[Image-grounded pointing data]
= = = = =

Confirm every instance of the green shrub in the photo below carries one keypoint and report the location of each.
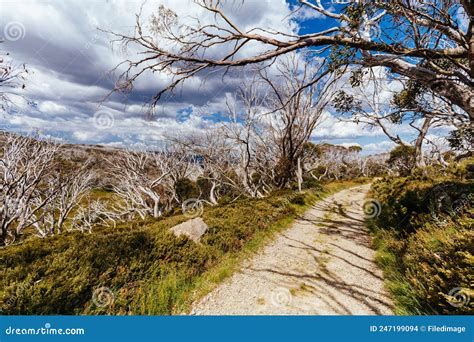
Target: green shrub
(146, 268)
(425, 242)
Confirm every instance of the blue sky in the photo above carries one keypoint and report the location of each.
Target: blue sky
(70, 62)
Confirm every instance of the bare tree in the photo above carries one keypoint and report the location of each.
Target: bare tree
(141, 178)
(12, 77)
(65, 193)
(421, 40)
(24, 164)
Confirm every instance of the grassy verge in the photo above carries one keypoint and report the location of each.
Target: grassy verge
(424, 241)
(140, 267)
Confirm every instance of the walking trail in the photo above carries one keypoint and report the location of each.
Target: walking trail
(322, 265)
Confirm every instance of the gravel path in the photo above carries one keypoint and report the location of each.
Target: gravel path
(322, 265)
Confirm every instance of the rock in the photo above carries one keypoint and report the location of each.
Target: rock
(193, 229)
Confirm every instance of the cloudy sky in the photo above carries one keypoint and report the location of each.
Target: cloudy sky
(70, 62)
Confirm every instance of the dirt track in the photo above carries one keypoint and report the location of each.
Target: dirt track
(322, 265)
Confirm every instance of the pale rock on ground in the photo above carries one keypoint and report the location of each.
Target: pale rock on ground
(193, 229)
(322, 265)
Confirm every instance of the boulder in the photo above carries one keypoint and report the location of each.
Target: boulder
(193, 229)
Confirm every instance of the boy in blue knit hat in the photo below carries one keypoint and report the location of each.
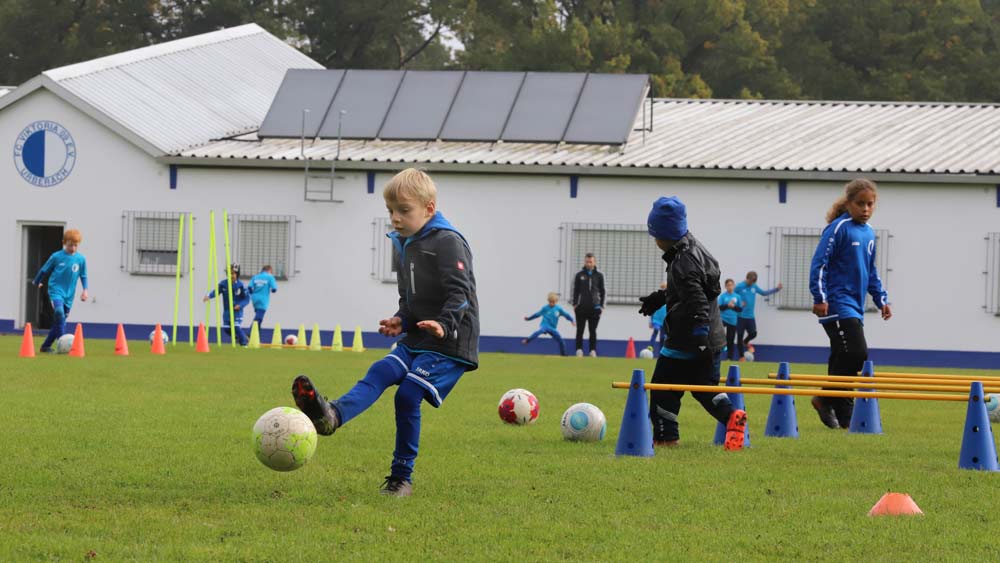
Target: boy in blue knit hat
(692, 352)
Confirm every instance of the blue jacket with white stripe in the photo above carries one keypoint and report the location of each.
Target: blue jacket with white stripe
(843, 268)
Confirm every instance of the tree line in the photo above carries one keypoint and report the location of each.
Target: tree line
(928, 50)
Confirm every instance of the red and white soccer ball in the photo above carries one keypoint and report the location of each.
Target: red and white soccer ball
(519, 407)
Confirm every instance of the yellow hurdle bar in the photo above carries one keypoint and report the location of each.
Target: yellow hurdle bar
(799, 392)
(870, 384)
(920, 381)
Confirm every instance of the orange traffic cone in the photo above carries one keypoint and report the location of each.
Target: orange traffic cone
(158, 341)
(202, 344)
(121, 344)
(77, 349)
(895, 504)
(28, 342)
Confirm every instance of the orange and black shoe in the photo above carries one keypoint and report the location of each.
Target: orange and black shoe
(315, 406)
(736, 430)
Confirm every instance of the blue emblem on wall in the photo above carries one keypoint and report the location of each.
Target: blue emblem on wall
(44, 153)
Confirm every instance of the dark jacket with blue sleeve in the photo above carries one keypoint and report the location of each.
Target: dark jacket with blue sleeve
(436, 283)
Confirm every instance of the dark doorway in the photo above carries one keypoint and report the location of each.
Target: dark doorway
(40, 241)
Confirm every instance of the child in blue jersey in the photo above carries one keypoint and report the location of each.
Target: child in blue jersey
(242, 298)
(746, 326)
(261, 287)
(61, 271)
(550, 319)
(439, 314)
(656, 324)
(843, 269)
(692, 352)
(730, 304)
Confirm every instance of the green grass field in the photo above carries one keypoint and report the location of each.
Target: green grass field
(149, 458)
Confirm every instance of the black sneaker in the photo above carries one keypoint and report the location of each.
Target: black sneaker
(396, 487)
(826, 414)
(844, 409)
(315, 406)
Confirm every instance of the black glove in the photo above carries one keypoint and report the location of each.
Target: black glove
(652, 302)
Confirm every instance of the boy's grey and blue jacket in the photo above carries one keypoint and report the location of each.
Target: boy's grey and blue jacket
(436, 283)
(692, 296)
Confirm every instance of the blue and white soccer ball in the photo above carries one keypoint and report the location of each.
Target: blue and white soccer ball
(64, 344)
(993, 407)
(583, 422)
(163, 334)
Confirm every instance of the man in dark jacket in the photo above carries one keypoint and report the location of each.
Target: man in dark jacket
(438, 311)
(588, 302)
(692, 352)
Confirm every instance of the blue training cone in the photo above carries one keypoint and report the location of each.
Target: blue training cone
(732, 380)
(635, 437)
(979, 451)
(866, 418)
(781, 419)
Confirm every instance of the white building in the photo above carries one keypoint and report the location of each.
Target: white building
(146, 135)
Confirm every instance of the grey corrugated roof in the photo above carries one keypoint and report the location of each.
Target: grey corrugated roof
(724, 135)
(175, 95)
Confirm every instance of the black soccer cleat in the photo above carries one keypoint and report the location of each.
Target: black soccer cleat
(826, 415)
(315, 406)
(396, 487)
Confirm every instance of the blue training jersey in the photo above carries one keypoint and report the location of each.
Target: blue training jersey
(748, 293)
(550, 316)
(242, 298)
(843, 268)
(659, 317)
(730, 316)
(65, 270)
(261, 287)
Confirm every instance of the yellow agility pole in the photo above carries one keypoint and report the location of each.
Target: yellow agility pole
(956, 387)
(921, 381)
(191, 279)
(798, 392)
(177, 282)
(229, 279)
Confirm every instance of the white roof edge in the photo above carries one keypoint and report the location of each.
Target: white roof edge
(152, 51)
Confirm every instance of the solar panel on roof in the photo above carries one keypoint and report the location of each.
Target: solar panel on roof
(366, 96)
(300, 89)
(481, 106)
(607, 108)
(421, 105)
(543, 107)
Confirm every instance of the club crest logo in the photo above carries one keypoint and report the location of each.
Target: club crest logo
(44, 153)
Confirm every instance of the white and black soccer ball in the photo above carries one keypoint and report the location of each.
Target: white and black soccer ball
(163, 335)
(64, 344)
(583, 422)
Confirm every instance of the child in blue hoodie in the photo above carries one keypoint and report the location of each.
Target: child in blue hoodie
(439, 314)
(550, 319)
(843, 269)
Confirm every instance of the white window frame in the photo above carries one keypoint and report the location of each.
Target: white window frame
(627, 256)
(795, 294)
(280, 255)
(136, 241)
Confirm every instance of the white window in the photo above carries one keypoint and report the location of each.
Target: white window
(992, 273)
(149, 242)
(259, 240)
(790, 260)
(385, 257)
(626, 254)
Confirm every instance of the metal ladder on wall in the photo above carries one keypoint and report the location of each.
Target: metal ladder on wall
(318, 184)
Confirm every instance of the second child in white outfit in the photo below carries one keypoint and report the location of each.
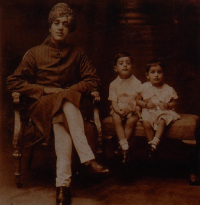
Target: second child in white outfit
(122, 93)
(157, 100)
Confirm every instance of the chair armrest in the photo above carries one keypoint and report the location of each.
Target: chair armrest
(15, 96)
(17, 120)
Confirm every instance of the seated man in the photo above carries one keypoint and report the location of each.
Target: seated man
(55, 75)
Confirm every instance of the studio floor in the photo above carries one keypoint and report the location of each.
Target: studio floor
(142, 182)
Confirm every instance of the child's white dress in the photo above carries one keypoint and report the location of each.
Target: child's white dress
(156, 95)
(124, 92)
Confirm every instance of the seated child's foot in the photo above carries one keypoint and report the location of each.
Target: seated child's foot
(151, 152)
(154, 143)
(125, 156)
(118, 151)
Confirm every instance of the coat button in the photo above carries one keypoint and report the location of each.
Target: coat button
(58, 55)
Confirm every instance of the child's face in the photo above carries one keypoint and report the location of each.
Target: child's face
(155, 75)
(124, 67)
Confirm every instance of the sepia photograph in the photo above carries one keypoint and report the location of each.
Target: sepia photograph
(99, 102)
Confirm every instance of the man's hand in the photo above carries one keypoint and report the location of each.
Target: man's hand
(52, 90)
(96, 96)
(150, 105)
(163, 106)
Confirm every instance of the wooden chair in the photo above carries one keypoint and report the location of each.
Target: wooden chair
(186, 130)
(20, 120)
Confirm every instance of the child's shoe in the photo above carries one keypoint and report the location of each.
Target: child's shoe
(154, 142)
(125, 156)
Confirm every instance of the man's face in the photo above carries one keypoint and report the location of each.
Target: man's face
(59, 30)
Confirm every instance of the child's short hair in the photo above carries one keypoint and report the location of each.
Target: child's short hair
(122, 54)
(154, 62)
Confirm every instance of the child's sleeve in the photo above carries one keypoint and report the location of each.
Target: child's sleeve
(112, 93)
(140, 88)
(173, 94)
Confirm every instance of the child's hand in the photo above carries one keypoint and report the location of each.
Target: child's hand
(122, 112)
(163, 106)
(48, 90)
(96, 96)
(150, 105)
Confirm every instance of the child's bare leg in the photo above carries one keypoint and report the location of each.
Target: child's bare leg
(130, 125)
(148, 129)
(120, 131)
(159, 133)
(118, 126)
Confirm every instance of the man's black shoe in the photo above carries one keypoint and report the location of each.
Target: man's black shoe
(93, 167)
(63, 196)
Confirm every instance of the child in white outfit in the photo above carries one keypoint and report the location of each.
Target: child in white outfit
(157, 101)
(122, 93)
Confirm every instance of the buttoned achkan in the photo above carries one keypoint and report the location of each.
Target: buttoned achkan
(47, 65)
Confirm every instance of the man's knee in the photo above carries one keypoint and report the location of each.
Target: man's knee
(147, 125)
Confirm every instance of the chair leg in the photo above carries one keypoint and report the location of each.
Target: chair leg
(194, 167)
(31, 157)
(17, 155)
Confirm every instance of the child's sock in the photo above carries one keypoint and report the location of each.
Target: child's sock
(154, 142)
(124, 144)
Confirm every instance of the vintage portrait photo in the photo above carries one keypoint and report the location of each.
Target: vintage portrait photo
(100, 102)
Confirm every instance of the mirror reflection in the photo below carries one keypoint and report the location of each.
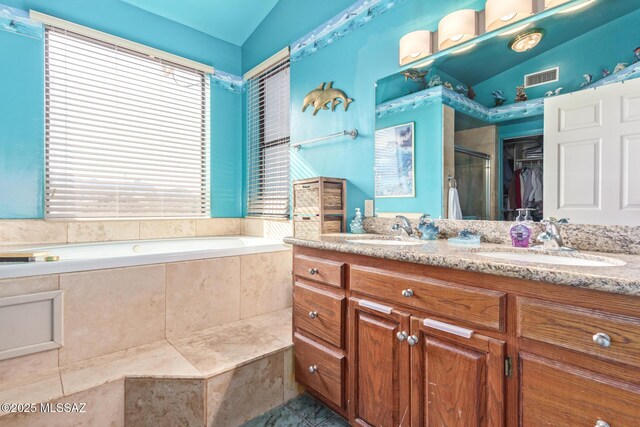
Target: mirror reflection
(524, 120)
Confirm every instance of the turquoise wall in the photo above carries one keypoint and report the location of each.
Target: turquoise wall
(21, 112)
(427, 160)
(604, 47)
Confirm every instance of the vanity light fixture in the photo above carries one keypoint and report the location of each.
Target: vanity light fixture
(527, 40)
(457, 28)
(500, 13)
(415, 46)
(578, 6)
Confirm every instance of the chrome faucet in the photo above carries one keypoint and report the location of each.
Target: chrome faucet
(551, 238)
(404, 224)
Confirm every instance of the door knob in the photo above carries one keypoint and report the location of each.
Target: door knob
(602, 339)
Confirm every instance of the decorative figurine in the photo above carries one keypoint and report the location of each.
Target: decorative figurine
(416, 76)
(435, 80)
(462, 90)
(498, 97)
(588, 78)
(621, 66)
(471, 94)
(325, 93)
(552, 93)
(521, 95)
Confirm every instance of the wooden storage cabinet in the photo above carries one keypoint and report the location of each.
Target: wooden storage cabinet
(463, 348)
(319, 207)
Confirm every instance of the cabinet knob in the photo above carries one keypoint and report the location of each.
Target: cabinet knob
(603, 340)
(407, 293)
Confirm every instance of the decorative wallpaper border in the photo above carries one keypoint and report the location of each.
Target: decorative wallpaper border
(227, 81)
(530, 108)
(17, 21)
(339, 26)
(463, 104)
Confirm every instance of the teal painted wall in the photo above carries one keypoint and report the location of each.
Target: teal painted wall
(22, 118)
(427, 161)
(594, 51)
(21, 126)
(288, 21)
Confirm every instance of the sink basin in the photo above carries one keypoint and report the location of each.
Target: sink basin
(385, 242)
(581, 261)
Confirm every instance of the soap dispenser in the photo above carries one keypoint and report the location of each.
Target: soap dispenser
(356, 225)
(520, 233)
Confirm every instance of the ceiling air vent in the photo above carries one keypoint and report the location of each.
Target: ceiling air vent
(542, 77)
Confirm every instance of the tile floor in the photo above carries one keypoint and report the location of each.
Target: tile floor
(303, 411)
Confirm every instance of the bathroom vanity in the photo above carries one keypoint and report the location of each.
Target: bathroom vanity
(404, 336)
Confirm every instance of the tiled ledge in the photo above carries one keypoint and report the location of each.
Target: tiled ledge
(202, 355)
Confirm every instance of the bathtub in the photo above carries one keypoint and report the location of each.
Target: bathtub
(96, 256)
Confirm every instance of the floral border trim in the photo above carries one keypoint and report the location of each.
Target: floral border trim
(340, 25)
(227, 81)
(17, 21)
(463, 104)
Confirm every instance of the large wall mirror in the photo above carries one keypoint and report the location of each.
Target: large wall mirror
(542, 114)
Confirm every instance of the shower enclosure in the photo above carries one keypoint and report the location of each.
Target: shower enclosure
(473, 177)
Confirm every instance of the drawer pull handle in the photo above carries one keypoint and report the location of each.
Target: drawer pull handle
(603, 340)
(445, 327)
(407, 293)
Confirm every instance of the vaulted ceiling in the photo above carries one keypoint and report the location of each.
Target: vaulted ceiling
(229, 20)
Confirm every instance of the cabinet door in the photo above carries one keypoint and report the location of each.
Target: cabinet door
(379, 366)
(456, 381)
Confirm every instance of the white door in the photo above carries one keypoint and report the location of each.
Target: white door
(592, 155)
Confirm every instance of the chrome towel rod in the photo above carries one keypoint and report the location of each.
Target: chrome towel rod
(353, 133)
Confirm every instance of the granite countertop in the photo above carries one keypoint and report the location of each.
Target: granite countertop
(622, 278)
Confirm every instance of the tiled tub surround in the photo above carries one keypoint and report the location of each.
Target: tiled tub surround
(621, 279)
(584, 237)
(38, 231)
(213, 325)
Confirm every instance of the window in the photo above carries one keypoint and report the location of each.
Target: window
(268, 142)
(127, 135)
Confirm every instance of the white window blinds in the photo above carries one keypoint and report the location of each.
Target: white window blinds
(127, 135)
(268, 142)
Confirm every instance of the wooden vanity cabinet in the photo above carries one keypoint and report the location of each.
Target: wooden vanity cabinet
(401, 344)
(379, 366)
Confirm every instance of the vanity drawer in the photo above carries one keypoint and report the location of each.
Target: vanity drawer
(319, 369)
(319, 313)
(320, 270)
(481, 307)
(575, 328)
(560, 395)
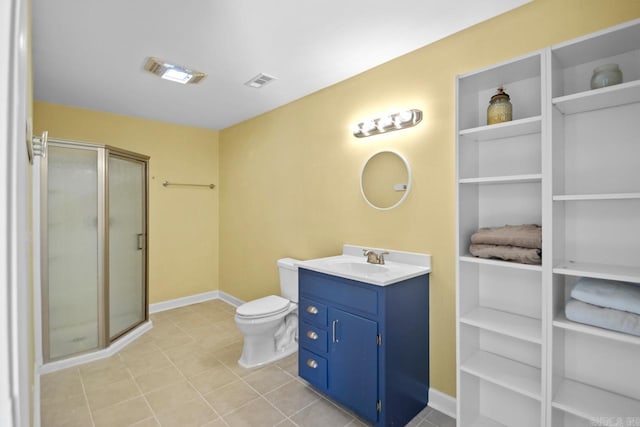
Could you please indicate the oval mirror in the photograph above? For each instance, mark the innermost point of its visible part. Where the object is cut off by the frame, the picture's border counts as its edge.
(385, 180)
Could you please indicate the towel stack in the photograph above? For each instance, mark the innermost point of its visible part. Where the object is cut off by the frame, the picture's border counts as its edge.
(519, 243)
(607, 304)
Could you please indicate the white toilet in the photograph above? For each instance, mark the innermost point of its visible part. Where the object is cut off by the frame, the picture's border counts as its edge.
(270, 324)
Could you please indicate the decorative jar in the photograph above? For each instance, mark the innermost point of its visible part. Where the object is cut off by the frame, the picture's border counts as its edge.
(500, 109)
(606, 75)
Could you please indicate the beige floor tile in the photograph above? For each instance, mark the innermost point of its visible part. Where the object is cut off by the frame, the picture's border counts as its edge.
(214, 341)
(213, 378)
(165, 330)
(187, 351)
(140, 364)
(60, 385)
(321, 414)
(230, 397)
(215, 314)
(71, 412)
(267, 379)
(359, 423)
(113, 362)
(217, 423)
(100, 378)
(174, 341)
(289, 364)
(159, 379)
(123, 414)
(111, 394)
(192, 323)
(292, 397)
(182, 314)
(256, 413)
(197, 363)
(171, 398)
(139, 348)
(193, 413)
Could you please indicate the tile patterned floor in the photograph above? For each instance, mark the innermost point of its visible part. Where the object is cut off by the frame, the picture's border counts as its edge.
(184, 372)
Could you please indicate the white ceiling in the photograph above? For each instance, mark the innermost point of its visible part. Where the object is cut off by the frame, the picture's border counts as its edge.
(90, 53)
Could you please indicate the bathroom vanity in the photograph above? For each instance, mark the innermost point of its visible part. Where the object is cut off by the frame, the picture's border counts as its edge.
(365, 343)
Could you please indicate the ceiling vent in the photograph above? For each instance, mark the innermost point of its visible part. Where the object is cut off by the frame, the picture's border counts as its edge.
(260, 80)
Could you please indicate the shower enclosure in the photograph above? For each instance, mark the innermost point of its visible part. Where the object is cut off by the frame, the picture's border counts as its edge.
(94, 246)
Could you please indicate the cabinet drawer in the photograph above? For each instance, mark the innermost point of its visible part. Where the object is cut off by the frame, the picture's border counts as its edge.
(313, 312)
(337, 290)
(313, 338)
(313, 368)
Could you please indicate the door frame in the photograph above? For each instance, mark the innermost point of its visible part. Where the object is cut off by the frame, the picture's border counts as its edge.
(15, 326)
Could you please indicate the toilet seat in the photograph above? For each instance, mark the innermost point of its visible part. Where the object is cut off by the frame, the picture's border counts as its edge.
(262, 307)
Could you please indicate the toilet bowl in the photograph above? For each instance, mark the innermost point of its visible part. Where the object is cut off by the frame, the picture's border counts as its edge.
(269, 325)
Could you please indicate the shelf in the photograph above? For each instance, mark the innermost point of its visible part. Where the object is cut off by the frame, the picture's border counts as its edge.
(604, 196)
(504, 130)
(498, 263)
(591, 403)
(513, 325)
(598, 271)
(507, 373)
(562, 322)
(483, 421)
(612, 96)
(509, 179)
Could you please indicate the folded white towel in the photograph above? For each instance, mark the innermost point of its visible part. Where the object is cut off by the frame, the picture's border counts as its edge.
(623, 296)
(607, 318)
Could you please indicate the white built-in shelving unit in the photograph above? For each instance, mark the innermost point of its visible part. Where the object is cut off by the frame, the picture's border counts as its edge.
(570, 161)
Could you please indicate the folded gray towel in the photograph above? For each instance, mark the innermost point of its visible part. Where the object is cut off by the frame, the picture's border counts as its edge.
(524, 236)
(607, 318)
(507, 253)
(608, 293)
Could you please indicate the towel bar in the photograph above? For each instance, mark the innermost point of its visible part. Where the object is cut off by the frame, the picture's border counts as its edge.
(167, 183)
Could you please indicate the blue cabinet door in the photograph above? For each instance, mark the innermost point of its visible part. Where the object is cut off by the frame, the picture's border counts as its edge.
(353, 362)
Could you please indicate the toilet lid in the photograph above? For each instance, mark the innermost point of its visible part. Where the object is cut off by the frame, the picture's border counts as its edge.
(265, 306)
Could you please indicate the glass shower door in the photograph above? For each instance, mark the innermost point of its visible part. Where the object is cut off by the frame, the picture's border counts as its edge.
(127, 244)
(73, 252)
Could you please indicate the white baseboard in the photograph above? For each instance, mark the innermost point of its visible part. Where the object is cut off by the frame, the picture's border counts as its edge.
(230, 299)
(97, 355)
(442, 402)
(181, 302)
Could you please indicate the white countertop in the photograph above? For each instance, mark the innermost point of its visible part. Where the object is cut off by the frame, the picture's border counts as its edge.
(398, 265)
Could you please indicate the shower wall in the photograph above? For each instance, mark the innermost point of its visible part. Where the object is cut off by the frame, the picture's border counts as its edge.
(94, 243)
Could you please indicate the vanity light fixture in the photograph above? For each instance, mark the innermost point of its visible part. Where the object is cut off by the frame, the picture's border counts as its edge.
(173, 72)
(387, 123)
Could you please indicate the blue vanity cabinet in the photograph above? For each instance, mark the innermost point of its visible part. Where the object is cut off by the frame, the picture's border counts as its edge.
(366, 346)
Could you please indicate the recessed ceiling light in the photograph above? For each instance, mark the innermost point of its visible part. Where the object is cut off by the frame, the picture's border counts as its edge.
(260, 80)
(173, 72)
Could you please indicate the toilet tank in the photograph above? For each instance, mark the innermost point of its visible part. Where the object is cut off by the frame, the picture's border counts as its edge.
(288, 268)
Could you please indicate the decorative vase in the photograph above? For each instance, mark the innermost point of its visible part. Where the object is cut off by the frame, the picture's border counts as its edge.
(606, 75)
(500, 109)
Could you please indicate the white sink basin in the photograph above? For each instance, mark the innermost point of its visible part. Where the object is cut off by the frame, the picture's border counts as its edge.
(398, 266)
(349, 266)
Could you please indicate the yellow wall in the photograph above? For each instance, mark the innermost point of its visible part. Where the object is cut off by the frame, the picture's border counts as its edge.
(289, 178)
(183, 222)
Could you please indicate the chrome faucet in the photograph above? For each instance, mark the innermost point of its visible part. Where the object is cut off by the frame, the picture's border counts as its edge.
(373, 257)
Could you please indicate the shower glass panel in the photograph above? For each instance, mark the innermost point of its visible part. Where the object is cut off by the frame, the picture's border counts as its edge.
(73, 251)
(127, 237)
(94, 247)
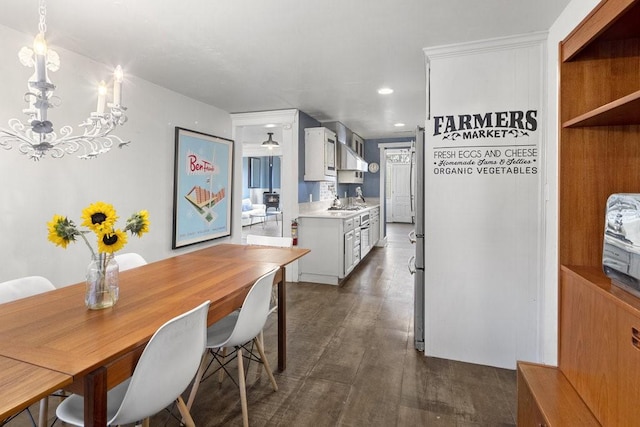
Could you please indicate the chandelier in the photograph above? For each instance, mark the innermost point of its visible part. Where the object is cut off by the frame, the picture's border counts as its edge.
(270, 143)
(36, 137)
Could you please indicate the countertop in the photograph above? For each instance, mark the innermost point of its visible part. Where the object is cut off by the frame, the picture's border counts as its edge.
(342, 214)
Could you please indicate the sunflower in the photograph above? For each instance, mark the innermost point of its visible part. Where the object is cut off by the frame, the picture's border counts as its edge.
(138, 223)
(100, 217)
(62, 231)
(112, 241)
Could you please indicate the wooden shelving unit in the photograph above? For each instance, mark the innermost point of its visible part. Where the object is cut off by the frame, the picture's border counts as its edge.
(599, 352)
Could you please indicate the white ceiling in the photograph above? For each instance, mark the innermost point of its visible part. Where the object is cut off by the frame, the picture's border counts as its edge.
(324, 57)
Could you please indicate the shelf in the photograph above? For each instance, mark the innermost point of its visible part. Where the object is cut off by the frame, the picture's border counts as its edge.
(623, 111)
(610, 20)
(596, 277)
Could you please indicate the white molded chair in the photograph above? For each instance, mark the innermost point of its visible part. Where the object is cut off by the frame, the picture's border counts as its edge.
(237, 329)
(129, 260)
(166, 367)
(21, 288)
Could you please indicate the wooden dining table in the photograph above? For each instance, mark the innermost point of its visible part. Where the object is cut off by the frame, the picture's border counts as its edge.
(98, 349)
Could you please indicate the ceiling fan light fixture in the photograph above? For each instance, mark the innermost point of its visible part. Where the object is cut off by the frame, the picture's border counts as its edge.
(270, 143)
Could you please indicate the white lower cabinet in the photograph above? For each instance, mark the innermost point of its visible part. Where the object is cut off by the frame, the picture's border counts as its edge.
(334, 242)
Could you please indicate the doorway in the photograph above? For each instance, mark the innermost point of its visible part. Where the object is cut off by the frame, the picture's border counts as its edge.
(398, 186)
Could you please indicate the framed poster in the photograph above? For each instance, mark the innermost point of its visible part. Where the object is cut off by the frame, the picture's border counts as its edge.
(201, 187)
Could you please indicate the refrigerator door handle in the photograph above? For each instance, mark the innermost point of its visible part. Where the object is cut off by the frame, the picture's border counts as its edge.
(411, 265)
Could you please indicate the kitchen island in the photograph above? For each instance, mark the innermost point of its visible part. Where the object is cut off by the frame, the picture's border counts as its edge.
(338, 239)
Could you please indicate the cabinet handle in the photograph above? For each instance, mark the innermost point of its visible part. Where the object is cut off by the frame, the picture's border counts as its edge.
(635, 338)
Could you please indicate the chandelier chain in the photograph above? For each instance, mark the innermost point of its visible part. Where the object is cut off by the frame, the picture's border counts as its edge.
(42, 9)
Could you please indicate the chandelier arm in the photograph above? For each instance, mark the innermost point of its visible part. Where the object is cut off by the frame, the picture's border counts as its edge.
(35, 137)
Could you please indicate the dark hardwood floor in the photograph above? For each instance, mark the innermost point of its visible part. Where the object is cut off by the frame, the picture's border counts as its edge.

= = = = =

Lines holding "below": copy each one from the records above.

Confirm every instance of the green shrub in the photo below carries one keypoint and report the location of each.
Confirm every instance of the boy in blue knit hat in the photo below carries one keypoint and report the location of each.
Confirm every instance of the second child in white outfit in the photo below carries one keypoint and report the location of each.
Confirm every instance of the mirror reflection in the photo below carries one keypoint and report the location of each.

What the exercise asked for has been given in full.